* The exercise *
Copy the whole passage below on cell-based meat companies, word for word.

══ Reading passage ══

GFI: There’s a real need for cell-based meat companies to come together

While plant-based meat and dairy companies formed a trade association (the Washington DC-based Plant Based Foods Association​) in 2016, ​cell-based meat companies have not had a single point of contact with whom regulators at the FDA and the USDA and lawmakers on Capitol Hill can interact, noted Good Food Institute director of policy Jessica Almy during a panel debate on Friday.

“I think there’s a real need for the ​[cell-based meat] companies to come together on a shared regulatory strategy and lobbying too.

“There are ways to ask for more R&D funding for clean meat and other things that can help the industry, ​[but] we do need to think about how this industry can fight off threats. So ​[for example] right now, there's a provision in the House agriculture spending bill​ that would require USDA to create regulations for clean meat, which would directly undermine the work that FDA has been doing."

A petition filed by the US Cattlemen’s Association​ (USCA) to restrict use of the terms ‘beef’ and ‘meat’ to products from animals “born, raised, and harvested in the traditional manner"​ (a sentiment enshrined in new legislation in Missouri) has also underscored the need for cell-based meat companies to join forces and engage with regulators, said the GFI, which is party to a lawsuit challenging the Missouri law.

═══
══ Information shown ══

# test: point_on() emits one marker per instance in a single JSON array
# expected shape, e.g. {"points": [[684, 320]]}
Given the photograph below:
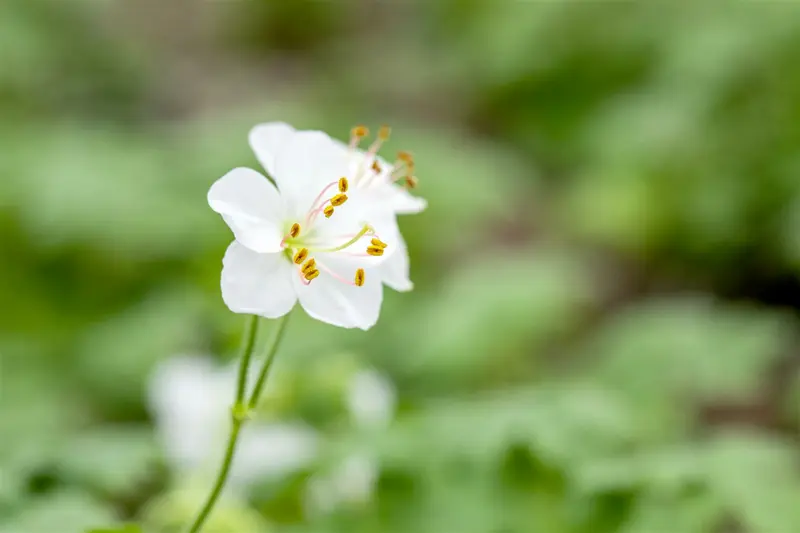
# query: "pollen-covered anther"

═══

* Final answer *
GFI: There’s a real need for cell-based meat companies to come together

While plant-based meat and dairy companies formed a trade association (the Washington DC-based Plant Based Foods Association​) in 2016, ​cell-based meat companies have not had a single point of contact with whom regulators at the FDA and the USDA and lawmakers on Capitol Hill can interact, noted Good Food Institute director of policy Jessica Almy during a panel debate on Friday.

“I think there’s a real need for the ​[cell-based meat] companies to come together on a shared regulatory strategy and lobbying too.

“There are ways to ask for more R&D funding for clean meat and other things that can help the industry, ​[but] we do need to think about how this industry can fight off threats. So ​[for example] right now, there's a provision in the House agriculture spending bill​ that would require USDA to create regulations for clean meat, which would directly undermine the work that FDA has been doing."

A petition filed by the US Cattlemen’s Association​ (USCA) to restrict use of the terms ‘beef’ and ‘meat’ to products from animals “born, raised, and harvested in the traditional manner"​ (a sentiment enshrined in new legislation in Missouri) has also underscored the need for cell-based meat companies to join forces and engage with regulators, said the GFI, which is party to a lawsuit challenging the Missouri law.